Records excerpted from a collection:
---

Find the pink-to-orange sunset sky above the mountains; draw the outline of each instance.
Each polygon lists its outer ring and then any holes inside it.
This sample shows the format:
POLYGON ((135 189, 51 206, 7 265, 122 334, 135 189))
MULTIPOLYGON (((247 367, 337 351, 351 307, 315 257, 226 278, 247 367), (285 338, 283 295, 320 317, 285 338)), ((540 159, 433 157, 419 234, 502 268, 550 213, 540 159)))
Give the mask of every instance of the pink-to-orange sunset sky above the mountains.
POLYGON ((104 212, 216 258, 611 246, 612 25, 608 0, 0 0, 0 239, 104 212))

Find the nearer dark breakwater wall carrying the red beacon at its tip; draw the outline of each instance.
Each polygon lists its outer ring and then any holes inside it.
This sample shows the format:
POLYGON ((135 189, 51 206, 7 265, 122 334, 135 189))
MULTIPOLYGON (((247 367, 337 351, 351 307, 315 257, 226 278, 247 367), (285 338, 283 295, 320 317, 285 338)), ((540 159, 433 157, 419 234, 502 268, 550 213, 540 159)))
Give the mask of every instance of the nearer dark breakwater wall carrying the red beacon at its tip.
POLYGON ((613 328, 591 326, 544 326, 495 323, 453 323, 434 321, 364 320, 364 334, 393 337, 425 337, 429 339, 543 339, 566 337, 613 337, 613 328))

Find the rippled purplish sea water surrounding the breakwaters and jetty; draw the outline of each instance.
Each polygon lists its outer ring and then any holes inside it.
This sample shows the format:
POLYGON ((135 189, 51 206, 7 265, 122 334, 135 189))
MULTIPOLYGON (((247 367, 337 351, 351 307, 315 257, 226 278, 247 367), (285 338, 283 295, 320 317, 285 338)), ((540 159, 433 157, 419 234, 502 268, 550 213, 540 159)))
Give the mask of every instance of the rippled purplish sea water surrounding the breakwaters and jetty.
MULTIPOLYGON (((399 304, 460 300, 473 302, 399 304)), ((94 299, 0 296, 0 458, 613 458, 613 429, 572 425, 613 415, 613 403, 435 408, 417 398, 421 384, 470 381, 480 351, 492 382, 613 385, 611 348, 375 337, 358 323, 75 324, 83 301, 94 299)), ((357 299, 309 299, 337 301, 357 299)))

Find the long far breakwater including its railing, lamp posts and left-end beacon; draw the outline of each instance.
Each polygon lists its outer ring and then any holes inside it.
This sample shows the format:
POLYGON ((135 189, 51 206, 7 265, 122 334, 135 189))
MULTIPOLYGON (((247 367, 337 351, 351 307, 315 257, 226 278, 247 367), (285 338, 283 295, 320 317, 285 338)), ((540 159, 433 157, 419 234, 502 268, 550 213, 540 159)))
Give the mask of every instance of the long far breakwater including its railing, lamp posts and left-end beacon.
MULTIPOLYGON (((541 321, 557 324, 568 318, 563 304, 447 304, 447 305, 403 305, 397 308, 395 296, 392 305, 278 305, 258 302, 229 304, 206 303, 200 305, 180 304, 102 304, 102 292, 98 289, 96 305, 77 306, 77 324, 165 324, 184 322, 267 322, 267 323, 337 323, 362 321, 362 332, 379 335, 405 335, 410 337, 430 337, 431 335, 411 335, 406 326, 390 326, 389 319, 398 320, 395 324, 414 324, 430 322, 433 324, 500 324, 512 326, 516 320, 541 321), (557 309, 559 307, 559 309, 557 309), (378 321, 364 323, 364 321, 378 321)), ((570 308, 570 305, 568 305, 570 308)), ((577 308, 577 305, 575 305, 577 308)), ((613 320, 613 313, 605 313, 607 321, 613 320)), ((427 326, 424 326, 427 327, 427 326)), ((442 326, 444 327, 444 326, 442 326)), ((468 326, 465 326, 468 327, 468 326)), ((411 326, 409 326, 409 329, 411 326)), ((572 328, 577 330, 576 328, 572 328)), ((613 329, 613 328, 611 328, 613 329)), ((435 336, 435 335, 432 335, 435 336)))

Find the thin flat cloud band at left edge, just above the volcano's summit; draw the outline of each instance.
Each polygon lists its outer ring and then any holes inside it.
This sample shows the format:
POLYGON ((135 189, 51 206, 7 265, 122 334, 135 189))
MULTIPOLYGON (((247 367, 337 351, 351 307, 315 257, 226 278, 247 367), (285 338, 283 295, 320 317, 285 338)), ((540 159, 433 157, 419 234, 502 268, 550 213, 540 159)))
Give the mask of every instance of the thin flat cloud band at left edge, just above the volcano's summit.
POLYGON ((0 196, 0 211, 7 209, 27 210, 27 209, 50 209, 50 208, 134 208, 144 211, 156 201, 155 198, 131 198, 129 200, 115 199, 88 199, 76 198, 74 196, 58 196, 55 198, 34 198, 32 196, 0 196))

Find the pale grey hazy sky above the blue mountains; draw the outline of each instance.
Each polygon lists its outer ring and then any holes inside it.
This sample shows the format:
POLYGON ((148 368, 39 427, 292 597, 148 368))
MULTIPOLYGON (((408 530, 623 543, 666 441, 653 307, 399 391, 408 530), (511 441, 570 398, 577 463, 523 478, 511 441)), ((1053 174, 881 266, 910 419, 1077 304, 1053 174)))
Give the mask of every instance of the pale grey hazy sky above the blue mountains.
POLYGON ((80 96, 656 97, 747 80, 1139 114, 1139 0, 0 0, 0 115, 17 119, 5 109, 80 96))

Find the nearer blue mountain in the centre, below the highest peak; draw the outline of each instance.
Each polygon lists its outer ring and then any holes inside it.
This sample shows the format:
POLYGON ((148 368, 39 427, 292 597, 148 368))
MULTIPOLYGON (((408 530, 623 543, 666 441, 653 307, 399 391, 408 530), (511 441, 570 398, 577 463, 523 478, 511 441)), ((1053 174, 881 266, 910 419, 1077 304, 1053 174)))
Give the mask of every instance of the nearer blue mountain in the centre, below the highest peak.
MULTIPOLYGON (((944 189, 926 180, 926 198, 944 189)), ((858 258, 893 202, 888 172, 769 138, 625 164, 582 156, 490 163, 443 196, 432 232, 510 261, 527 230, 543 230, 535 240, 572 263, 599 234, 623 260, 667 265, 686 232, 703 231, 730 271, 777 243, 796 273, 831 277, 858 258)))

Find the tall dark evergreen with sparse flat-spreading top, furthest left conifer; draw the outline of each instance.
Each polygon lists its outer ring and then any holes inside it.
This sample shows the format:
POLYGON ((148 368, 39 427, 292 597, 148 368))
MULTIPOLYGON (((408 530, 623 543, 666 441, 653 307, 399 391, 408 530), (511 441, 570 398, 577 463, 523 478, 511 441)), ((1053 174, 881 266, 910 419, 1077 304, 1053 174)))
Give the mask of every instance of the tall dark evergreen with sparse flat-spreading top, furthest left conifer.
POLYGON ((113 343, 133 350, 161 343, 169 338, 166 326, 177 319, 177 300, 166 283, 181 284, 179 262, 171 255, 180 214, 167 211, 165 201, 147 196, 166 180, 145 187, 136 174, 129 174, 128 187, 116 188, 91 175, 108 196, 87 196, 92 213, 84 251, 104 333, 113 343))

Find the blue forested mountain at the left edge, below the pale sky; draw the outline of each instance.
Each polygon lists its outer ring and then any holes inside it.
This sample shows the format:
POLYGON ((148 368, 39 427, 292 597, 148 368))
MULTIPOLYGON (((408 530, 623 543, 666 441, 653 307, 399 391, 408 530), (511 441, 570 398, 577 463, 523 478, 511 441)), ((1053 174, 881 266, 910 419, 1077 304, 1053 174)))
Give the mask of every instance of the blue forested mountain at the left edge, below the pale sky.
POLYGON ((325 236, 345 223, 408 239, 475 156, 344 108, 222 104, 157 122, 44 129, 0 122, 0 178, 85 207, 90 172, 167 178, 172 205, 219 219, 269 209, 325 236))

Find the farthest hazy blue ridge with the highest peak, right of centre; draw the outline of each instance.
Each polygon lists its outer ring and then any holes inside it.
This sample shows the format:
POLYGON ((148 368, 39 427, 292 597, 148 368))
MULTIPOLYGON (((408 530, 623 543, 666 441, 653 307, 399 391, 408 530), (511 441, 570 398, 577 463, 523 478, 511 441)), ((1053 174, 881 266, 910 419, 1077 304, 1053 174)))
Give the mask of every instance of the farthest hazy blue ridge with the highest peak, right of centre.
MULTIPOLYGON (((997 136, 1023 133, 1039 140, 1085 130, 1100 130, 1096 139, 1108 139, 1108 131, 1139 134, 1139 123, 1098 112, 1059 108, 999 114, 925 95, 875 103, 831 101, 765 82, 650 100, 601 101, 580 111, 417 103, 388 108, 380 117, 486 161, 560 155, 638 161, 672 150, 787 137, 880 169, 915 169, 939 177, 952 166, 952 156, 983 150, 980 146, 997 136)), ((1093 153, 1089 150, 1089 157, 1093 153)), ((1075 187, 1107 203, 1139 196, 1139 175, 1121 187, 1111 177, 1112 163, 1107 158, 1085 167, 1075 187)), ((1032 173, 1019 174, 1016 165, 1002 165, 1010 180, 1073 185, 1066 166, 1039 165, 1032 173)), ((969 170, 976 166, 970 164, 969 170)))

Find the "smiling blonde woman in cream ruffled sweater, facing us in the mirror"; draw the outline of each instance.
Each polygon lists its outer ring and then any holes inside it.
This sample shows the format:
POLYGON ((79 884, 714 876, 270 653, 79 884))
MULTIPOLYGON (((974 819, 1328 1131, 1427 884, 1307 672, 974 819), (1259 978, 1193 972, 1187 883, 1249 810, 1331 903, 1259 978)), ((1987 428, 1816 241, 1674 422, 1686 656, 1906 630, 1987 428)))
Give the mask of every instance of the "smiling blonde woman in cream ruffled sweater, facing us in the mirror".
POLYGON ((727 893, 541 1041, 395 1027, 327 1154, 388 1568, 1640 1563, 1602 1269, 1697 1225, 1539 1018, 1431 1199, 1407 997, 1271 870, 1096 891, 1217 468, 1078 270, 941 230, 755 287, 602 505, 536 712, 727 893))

---

§ **Instructions for the task**
Line count for the word "Find": tally the lines of the records above that hold it and give only that figure.

§ **Answer section**
11